Source material:
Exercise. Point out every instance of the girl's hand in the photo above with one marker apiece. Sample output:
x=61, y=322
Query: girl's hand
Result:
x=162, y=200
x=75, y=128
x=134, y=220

Work required:
Would it be possible to reproduce all the entries exactly as they appear above?

Problem solution:
Exercise. Point out every instance of the girl's hand in the photo above with one marker apiece. Sample output:
x=61, y=322
Query: girl's hand
Result:
x=162, y=200
x=75, y=128
x=134, y=220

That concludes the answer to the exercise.